This is a difficult article (not because of the writer) and I respond to it below.
When I got my diagnosis over 20 years ago, I got a two-sided letter from the specialist, cc'd into my GP. On it, the only support I got was a little list of self-help groups and a name of a local charity. There has never yet been any follow up from any social or medical care. I had to deal with my diagnosis by myself, alone in my very overactive head. To say that processing the diagnosis was painful was an understatement! It completely turned my world view upside down and unearthed this very painful truth that my own behaviour can contribute to my social difficulties. It burst that bubble that it was just everyone else and I was fine. It made me take responsibility for how I came across. It hurt. A lot. However, I am fortunate that I have capacity for this level of critical reflection of myself.
I guess it did help me understand my own brain, but that was only because I made the effort to do so by myself. I am also very aware of my privilege of being able to do that, unlike many autistic counterparts.
So when they say it's about understanding my brain, yes it was but there was no one to help me unpack that. I was left alone and all I have got is my strong awareness of disability discrimination laws to rely upon because a trade union trained me up on it. What do the Tories expect? The system is so chronically underfunded that all the most highly functioning of autistic people have really is the ability to Google our way around employment law.
That is if we can actually get through another round of job interviews that expect us to talk about how to do a job but never actually demonstrate it or deal with stupid lateral thinking questions.
As usual, the Tories don't get it. They shaft those who need care support through a lack of funding and write the rest of us off as having no resilience.
Perhaps, and this is wild, if newly diagnosed people were given the necessary support to become work ready and deal with the impact of the diagnosis itself, perhaps we wouldn't have to turn bloody Google.
And they also don't mention that the Tories in 2022 removed the Access to Work fund for all people who are civil servants and public servants. That's a very long list of people, from the NHS to councils. Bastards. So now employers have to self fund their own autism awareness training to support their employee. Chances are, that makes 'expensive' disabled people less attractive as employees to the public sector, despite the Public Sector Equality Duty.
Kemi Badenoch, shame on you. Mental health illness is already a common problem for autistic people, yet you tell us we don't have enough resilience. Do you have any idea how much resilience is needed to just exist in a society with such sensory noise everywhere? Or how hard it is to navigate the confusions of social dynamics? Or the resilience needed to put ourselves through activities that neurodiverse people find intuitive?
We have resilience by the bucket load and telling us we need more is damn offensive when we already give all we can.

● RECORDS PROVIDED:
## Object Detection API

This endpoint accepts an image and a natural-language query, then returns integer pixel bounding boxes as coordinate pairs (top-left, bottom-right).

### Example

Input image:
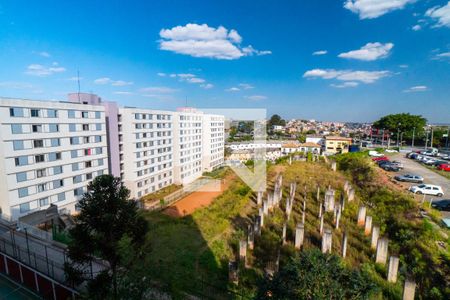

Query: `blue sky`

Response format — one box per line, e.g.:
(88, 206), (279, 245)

(0, 0), (450, 123)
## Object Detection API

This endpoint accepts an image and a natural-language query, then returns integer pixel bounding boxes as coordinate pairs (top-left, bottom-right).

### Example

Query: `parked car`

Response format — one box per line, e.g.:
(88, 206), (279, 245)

(431, 199), (450, 211)
(394, 174), (423, 183)
(381, 163), (400, 172)
(409, 184), (444, 197)
(372, 156), (389, 161)
(437, 164), (450, 172)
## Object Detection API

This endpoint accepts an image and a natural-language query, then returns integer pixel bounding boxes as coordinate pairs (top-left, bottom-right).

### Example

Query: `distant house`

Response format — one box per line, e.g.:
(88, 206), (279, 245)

(324, 136), (352, 155)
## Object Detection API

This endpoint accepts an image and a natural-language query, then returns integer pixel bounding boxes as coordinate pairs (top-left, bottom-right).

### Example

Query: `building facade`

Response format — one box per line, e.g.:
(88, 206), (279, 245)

(0, 98), (108, 219)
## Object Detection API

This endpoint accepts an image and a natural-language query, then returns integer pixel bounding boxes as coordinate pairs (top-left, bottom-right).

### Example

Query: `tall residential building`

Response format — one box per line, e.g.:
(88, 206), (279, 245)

(0, 93), (225, 219)
(0, 98), (108, 219)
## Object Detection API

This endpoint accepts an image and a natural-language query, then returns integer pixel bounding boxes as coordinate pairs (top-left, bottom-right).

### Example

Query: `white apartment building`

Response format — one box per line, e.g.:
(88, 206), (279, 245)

(0, 98), (108, 219)
(118, 108), (174, 198)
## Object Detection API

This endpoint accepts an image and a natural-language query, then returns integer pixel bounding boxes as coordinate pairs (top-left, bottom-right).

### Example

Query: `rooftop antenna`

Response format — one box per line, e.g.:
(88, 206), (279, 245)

(77, 70), (81, 103)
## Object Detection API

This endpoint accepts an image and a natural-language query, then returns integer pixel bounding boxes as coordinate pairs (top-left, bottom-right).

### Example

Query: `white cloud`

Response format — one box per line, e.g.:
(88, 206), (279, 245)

(344, 0), (416, 20)
(113, 91), (134, 95)
(25, 64), (66, 77)
(94, 77), (134, 86)
(225, 86), (241, 92)
(38, 51), (51, 57)
(200, 83), (214, 90)
(425, 1), (450, 27)
(338, 42), (394, 61)
(330, 81), (359, 89)
(403, 85), (428, 93)
(303, 69), (391, 83)
(245, 95), (267, 101)
(139, 86), (176, 94)
(239, 83), (255, 90)
(313, 50), (328, 55)
(159, 23), (271, 60)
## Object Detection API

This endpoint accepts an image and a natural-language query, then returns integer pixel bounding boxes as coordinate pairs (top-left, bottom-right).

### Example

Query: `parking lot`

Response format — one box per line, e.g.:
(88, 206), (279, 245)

(391, 153), (450, 199)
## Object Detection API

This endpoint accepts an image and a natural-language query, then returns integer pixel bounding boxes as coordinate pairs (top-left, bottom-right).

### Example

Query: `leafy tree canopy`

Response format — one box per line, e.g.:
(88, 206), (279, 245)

(258, 249), (377, 299)
(373, 113), (427, 132)
(65, 175), (147, 299)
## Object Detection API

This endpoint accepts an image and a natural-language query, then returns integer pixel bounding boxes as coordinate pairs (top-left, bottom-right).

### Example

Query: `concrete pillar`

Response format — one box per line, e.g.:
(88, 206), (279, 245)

(375, 238), (389, 265)
(357, 206), (366, 227)
(319, 215), (323, 235)
(364, 216), (372, 236)
(370, 226), (380, 249)
(341, 232), (347, 258)
(295, 223), (305, 249)
(253, 216), (262, 236)
(256, 192), (263, 205)
(331, 161), (336, 172)
(228, 261), (239, 284)
(239, 241), (247, 263)
(247, 225), (255, 250)
(348, 187), (355, 202)
(387, 256), (399, 283)
(403, 279), (416, 300)
(322, 228), (333, 253)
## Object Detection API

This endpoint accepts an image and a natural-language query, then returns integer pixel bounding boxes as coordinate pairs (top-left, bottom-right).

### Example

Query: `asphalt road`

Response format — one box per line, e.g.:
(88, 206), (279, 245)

(391, 153), (450, 199)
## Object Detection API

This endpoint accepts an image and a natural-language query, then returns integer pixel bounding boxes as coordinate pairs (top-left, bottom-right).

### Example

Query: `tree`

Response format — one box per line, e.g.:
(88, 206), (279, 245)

(65, 175), (148, 299)
(257, 249), (377, 299)
(373, 113), (427, 134)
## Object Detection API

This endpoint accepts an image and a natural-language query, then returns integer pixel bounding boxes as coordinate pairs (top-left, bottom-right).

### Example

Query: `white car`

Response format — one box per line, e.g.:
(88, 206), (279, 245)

(409, 184), (444, 197)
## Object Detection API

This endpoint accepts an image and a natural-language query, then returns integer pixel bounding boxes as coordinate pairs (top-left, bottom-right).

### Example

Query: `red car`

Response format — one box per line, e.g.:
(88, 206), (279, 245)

(437, 164), (450, 172)
(372, 156), (389, 161)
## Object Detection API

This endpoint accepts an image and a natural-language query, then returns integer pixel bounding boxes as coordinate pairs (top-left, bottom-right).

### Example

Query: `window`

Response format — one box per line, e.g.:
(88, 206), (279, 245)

(20, 202), (30, 213)
(16, 172), (27, 182)
(57, 192), (66, 201)
(33, 140), (44, 148)
(11, 124), (23, 134)
(47, 109), (58, 118)
(73, 188), (83, 196)
(31, 124), (42, 132)
(50, 138), (61, 147)
(34, 154), (45, 163)
(18, 187), (28, 198)
(70, 136), (80, 145)
(53, 179), (64, 189)
(13, 141), (24, 150)
(37, 183), (47, 193)
(9, 107), (23, 117)
(67, 110), (75, 119)
(39, 197), (48, 206)
(14, 156), (28, 167)
(72, 175), (82, 183)
(30, 109), (41, 118)
(36, 169), (47, 178)
(48, 124), (59, 132)
(53, 166), (62, 175)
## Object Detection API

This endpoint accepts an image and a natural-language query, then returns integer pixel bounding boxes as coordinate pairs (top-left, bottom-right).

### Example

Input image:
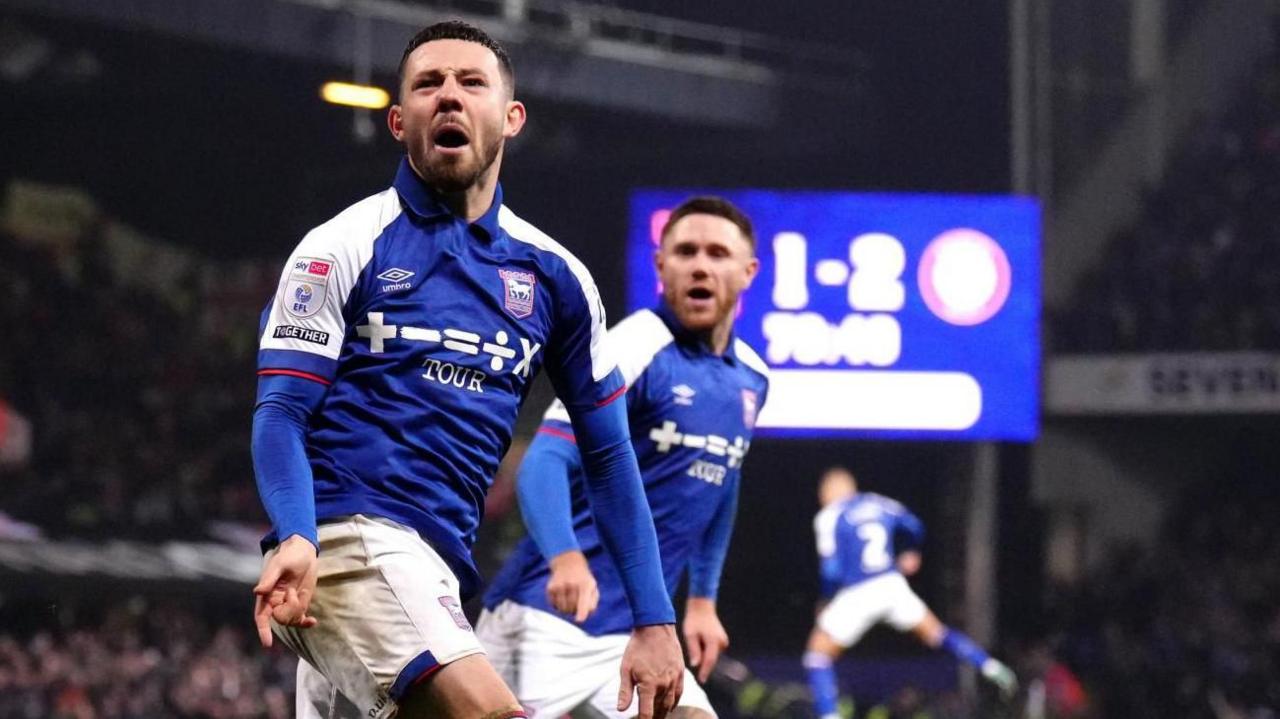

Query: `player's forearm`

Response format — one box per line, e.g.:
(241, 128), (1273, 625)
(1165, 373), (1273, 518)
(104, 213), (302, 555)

(251, 377), (324, 545)
(516, 424), (579, 562)
(573, 399), (676, 626)
(689, 484), (737, 596)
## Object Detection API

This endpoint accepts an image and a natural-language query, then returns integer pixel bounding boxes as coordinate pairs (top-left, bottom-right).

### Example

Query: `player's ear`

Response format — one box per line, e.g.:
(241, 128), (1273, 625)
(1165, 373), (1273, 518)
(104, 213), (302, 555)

(387, 105), (404, 142)
(742, 255), (760, 289)
(502, 100), (527, 139)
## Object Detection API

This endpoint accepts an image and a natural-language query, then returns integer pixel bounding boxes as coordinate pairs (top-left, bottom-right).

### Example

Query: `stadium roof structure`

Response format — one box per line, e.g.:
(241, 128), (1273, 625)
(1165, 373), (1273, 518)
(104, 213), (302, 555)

(0, 0), (864, 128)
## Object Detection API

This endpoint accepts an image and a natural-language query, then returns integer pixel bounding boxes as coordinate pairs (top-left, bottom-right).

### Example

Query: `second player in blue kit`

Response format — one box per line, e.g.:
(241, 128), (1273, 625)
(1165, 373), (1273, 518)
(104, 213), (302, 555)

(476, 197), (768, 716)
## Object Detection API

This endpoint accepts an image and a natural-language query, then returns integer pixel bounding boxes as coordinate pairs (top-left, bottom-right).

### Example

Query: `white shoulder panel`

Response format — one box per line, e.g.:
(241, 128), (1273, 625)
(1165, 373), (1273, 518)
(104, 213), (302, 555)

(733, 338), (769, 380)
(259, 189), (401, 360)
(498, 205), (614, 381)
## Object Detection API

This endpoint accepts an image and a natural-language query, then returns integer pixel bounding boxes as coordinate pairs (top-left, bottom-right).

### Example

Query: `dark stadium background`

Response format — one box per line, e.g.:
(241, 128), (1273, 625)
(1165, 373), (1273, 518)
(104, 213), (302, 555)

(0, 0), (1280, 716)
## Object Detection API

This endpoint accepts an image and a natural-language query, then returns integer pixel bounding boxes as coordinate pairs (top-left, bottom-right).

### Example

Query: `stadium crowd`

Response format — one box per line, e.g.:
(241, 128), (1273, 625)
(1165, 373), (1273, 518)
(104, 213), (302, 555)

(1055, 43), (1280, 352)
(1050, 487), (1280, 719)
(0, 596), (296, 719)
(0, 213), (274, 537)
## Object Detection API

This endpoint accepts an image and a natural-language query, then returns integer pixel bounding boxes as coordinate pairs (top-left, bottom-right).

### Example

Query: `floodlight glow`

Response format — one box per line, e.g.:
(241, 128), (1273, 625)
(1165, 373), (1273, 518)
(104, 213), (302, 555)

(320, 82), (392, 110)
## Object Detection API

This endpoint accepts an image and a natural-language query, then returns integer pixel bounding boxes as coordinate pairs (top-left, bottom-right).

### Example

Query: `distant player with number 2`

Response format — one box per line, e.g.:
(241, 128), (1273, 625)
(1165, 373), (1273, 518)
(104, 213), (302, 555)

(804, 460), (1018, 719)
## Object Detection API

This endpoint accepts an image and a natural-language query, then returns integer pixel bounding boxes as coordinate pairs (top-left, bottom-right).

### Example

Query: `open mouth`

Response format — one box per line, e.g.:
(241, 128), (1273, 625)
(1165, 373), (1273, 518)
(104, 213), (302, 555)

(431, 125), (471, 150)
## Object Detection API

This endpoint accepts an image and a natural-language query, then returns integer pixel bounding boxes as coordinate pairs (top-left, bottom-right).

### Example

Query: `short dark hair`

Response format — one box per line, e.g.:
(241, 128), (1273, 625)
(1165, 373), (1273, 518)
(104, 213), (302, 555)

(396, 20), (516, 96)
(662, 194), (755, 255)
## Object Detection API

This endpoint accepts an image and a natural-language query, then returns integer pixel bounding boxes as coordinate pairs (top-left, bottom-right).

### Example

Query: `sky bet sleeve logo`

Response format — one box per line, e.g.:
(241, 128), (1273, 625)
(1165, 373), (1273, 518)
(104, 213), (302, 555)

(498, 270), (538, 320)
(284, 257), (333, 319)
(271, 325), (329, 344)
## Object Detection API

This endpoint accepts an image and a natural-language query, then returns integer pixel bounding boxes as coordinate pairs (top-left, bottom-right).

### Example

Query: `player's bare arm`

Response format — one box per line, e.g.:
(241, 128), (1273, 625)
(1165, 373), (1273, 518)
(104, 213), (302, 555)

(684, 596), (728, 683)
(547, 549), (600, 624)
(618, 624), (685, 719)
(253, 535), (316, 647)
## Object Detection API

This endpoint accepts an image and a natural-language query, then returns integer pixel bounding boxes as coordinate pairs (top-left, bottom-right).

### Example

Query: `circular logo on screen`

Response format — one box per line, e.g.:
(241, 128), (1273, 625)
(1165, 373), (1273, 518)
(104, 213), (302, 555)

(918, 228), (1012, 326)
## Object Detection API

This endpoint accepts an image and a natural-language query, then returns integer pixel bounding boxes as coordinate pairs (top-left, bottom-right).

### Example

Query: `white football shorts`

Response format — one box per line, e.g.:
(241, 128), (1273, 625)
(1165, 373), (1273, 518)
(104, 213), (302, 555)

(266, 514), (484, 719)
(818, 572), (929, 647)
(476, 601), (716, 719)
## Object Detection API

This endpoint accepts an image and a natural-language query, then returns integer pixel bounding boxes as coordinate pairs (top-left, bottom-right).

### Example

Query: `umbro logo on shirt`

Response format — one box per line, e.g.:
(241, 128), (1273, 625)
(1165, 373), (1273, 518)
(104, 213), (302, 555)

(378, 267), (417, 292)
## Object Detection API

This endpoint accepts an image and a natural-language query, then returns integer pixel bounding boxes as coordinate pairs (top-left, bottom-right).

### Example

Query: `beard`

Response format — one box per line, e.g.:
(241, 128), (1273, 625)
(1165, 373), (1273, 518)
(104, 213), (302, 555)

(416, 133), (502, 193)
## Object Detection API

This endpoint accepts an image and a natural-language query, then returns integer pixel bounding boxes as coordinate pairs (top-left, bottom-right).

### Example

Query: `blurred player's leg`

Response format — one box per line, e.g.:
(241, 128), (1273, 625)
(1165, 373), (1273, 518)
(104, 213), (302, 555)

(804, 627), (844, 719)
(909, 610), (1018, 699)
(396, 654), (526, 719)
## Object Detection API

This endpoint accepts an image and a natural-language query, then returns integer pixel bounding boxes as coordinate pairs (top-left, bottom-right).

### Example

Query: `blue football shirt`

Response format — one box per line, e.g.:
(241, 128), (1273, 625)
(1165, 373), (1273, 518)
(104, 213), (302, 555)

(485, 306), (768, 635)
(813, 493), (924, 594)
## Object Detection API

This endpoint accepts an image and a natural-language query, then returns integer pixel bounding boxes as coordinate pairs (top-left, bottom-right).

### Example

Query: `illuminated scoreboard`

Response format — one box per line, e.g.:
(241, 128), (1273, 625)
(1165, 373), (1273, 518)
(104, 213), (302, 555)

(627, 191), (1039, 441)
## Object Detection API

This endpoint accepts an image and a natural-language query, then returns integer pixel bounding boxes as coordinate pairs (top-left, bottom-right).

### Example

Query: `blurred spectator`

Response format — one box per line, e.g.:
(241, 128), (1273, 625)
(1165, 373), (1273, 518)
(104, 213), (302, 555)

(0, 204), (276, 537)
(1055, 37), (1280, 352)
(1043, 487), (1280, 719)
(0, 400), (31, 470)
(0, 597), (296, 719)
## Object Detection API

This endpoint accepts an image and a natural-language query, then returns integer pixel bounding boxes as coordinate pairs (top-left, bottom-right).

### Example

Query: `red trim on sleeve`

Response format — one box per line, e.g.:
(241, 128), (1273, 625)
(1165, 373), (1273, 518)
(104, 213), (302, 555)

(538, 426), (577, 444)
(410, 664), (444, 686)
(257, 370), (333, 386)
(595, 385), (627, 407)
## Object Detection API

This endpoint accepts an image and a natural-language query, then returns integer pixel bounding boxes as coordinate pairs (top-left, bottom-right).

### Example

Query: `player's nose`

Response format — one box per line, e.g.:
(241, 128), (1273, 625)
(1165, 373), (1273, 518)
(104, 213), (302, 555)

(435, 75), (462, 111)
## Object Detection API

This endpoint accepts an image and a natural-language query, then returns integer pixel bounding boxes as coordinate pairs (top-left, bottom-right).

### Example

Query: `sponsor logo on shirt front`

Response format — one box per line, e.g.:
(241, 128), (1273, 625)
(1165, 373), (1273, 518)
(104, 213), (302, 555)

(356, 312), (543, 394)
(649, 420), (751, 468)
(271, 325), (329, 344)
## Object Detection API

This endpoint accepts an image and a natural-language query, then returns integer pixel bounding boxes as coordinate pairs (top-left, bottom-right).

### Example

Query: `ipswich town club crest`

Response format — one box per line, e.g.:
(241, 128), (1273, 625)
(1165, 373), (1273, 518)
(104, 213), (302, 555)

(498, 270), (538, 320)
(742, 389), (759, 430)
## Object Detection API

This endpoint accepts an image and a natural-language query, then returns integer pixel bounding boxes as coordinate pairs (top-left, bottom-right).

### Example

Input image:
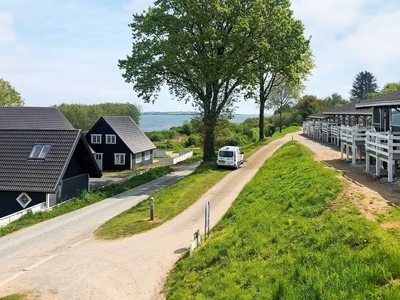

● YOUR OBJECTIVE:
Rewrite the stretch of the piece on autism diagnosis from "That is if we" through "having no resilience.", putting "money" in place of "funding".

● EXERCISE RESULT:
That is if we can actually get through another round of job interviews that expect us to talk about how to do a job but never actually demonstrate it or deal with stupid lateral thinking questions.
As usual, the Tories don't get it. They shaft those who need care support through a lack of money and write the rest of us off as having no resilience.